**YOUR GOAL:** Reproduce exactly the lines from the line containing "post, giving x and y for each instance?" through the end of the records below, including both ends, and nothing else.

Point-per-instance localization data
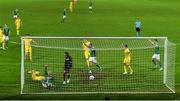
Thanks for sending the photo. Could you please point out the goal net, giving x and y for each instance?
(48, 63)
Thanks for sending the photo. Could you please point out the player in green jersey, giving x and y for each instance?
(156, 55)
(90, 6)
(6, 35)
(49, 79)
(92, 58)
(64, 16)
(15, 13)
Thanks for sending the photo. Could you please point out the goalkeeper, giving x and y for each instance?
(49, 79)
(36, 75)
(156, 55)
(92, 58)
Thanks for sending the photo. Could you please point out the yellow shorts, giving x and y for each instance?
(127, 61)
(87, 54)
(17, 27)
(1, 40)
(39, 78)
(28, 50)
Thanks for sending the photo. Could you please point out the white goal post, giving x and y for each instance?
(146, 77)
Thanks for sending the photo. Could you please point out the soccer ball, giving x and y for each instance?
(91, 77)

**TASK RESPONSE:**
Thanks for sending the photo. Could you please point out the white goal post, giving x and y for each instance?
(146, 77)
Thanks for sending the photo. Could you please point out the soccer ball, giving x and y for each instance?
(91, 77)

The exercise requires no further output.